*** Opening Given entries ***

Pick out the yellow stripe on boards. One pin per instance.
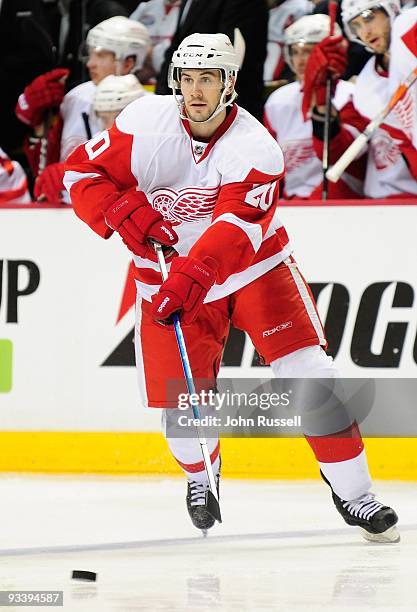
(147, 453)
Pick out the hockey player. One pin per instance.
(281, 15)
(115, 46)
(309, 50)
(13, 182)
(391, 162)
(160, 17)
(113, 93)
(200, 175)
(403, 59)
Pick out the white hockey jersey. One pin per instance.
(160, 17)
(387, 173)
(402, 61)
(284, 117)
(76, 102)
(280, 17)
(220, 196)
(13, 182)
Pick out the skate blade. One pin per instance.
(213, 506)
(390, 536)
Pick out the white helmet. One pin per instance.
(122, 36)
(113, 93)
(353, 8)
(308, 30)
(213, 51)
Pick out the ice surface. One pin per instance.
(282, 546)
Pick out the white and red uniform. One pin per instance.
(13, 182)
(403, 59)
(387, 173)
(302, 154)
(221, 198)
(160, 17)
(77, 101)
(280, 17)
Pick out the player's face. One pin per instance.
(100, 64)
(299, 56)
(201, 90)
(373, 28)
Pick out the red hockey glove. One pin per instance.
(46, 91)
(184, 290)
(138, 223)
(49, 184)
(329, 57)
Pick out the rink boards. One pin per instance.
(68, 391)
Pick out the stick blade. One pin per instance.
(213, 506)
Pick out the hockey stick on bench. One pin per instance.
(336, 171)
(212, 497)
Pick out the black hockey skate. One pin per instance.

*** Closing Given entries ***

§ Task objective
An exact copy of all the entries is required, and it must contain no pictures.

§ Task output
Pick out the yellow stripe on boards. One pin per instance.
(147, 453)
Pick out the hockey player. One pin per instance.
(281, 15)
(115, 46)
(309, 50)
(13, 182)
(391, 162)
(160, 17)
(113, 93)
(200, 175)
(403, 59)
Pick out the white hockey jersey. One pin per instance.
(160, 17)
(387, 173)
(402, 61)
(284, 117)
(76, 102)
(280, 17)
(220, 196)
(13, 182)
Pick out the skate blade. One pin per instance.
(213, 506)
(390, 536)
Pick out the white helmet. One pin per instance.
(122, 36)
(113, 93)
(353, 8)
(308, 30)
(213, 51)
Pick out the ice surface. One pin per instance.
(282, 546)
Pick out the white and red uniform. One pin per instance.
(13, 182)
(403, 59)
(387, 173)
(302, 154)
(221, 198)
(160, 17)
(77, 101)
(280, 17)
Pick out the player's face. One pin per instance.
(100, 64)
(299, 56)
(201, 90)
(373, 28)
Pick out the red hockey glove. One pin per instance.
(46, 91)
(184, 290)
(138, 223)
(49, 184)
(329, 57)
Pick out the rink boards. One pin per instance.
(68, 391)
Pick out the stick blade. One pin per instance.
(213, 506)
Pick out the hockey stick on bench. One pin per instance.
(336, 171)
(212, 497)
Pick out the black hockey skate. One pin per instance.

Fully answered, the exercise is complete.